→ **Изучаемый текст**:
Но – самое главное, самое мелкое, прячущееся в деталях – почему для американцев Набоков нечто «убедительно доказывает», русским рассказывает про «другие берега», а в Англии восклицает, словно гипнотизер какой: «Память, говори!» А ведь если верно мое предположение, то это одна из самых замечательных шуток разведчика в отставке, по совместительству опытного беллетриста. Бывший начальник или бывший сослуживец берет в руки книжку воспоминаний: ну-ка, ну-ка, посмотрим, что там такое написал наш славный Nabokoff. Какое-то название странное, что-то оно мне напоминает…
И тут же неприятное предчувствие кольнет его, поскольку вспомнится давний шпионский боевик и агент по прозвищу Мемори. Батюшки светы, неужто разболтал? Вцепится в книжку и прочитает всю до дыр, до финала. И сразу полегчает – фууух. Он все про своих гувернеров и гувернанток пишет. Ну и напугал же он меня… Впрочем, он всегда был шутником, этот Nabokoff… И каково же было шутнику Nabokoff’у спустя много лет после своей шутки получить дельное предложение от того, кто ему ее подсказал: «А не напишете ли Вы для меня сценарий шпионского фильма, драматического, психологического, с этим, как его бишь, саспенсом?»
«Емеля, Емеля!..», или Стрельников / Сокольников
Емеля, Емеля! – думал я с досадою, – зачем не наткнулся ты на штык или не подвернулся под картечь? Лучше ничего не мог бы ты придумать.
А. С. Пушкин. Капитанская дочка
В нескольких шагах от крыльца, вкось поперек дорожки, упал и, уткнувшись головой в сугроб, лежал застрелившийся Павел Павлович. Снег под его левым виском сбился красным комком, вымокши в луже натекшей крови. Мелкие, в сторону брызнувшие капли крови скатались со снегом в красные шарики, похожие на ягоды мерзлой рябины.
Б. Л. Пастернак. Доктор Живаго
Загадка восприятия. Мне никого так не было жалко в этом странном романе, как Стрельникова-Расстрельникова-Антипова. Доктор Живаго (Юрий Андреевич) – какой-то важничающий резонер, действительно «лубочный доктор с мистическими позывами», Лара Гишар – какая-то истеричка под Манон Леско с философией, в самом деле – «чаровница из Чарской», а вот Стрельников со всем своим патетическим ррреволюционным антуражем вызывает сочувствие. Не исключено, что это сочувствие к революционеру, большевику, расстрельщику и позволило Набокову с удивлением написать Струве о том, что ведь никто не замечает «большевизанства» прославленного романа, хотя это «большевизанство» бросается в глаза непредубежденному читателю. Между тем роман должен был бы восприниматься (и в особенности Набоковым) как последний расчет со всем и всяческим революционаризмом. Сказано ведь над гробом Юрия Живаго Ларой Гишар: «Загадка жизни, загадка смерти, прелесть гения, прелесть обнажения, это пожалуйста, это мы понимали. А мелкие мировые дрязги вроде перекройки земного шара, это извините, увольте, это не по нашей части». Сказано не только мертвому доктору, но и читателю, естественно, и, что не менее естественно, – самоубившемуся мужу, который как раз и занимался большую часть своей жизни «мелкими дрязгами вроде перекройки земного шара». Нне убеждает. Даже Набокова, который тоже «мелкие мировые дрязги» старался элиминировать, не убеждает. Мертвая риторика. То есть со словами-то Антиповой-Гишар автор «Дара», пожалуй бы, и согласился, но уж больно обстановочка для произнесения этих слов выбрана неподходящая. Над гробом как-то не принято вспоминать «прелесть обнажения». Над гробом не вопят: «О я не могу! И Господи! Реву и реву! Подумай! Вот опять что-то в нашем роде, из нашего арсенала. Твой уход, мой конец. Опять что-то крупное, неотменимое».

→ **Доступные данные**:
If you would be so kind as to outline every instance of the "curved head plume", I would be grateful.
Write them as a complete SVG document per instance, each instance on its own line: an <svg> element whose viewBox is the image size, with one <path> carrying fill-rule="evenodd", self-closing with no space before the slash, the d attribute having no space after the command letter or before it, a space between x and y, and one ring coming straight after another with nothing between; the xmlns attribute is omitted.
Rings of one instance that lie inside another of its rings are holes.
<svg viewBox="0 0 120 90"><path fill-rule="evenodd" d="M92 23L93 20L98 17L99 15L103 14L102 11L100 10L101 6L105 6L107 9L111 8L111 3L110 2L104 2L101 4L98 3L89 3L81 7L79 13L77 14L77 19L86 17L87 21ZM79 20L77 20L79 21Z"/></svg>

→ **Проверка понимания**:
**1.** Кого из героев «Доктора Живаго» автору текста о Набокове и Пастернаке жальче всех?
**2.** Подхватите текст о Набокове и «Докторе Живаго» и продолжите его сразу после последней фразы.

→ **Ответы по пунктам**:
**1.** Стрельникова-Расстрельникова-Антипова.

**2.**
Стрельников не менее риторичен и патетичен, но его патетика, его риторика… человечнее. «..Мы жизнь приняли как военный поход, мы камни ворочали ради тех, кого любили. И хотя мы не принесли им ничего, кроме горя, мы волоском их не обидели, потому что оказались еще большими мучениками, чем они». Логика, разумеется, тоже «из нашего арсенала». Мне в этом случае представляется такой диалог:
«Позвольте, да вы же мне все зубы вышибли?» – «Так ведь из любви же! И как я страдал, покуда ваши зубы выхлестывал! Вы просто представить себе не можете, как я страдал!»
Но эмоция убеждает, поскольку накануне самоубийства обложенный, как волк, сильный человек спешит оправдаться, спешит объяснить свою жизнь – и это не может не вызвать сочувствие, едва ли не уважение. В конце концов, революционер, который остается верен себе, который и пулю в себя пускает, чтобы не измениться, чтобы не изменить и чтобы не позволить другим изменить себя, человечнее поэта, в начале социального катаклизма с восторгом проповедующего: «Какая великолепная хирургия! Взять и разом артистически вырезать старые вонючие язвы! Простой, без обиняков, приговор вековой несправедливости… В том, что это так без страха доведено до конца, есть что-то национально близкое, издавна знакомое. Что-то от безоговорочной светоносности Пушкина, от невиляющей верности фактам Толстого», – а в самом разгаре «хирургической операции» растолковывающего своему приятелю, вернувшемуся из ссылки: «Мне тяжело было слышать твой рассказ о ссылке, Иннокентий, о том, как ты вырос в ней и как она тебя перевоспитала. Это как если бы лошадь рассказывала, как она сама себя объезжала в манеже». Какая ж «хирургия» без репрессалий! Это уже не хирургия, а гомеопатия.
«Великолепный хирург», Стрельников подобных противоречий в себе не потерпит, может быть, поэтому его самоубийство кажется выходом, а не тупиком. Все читающие и читавшие роман знали и знают, что ожидало таких, как Стрельников: арест, допросы, процесс, расстрел. Самое главное – его ожидала даже не смерть, а перемалывание, переламывание перед смертью. Вот этого он избег своим самоубийством.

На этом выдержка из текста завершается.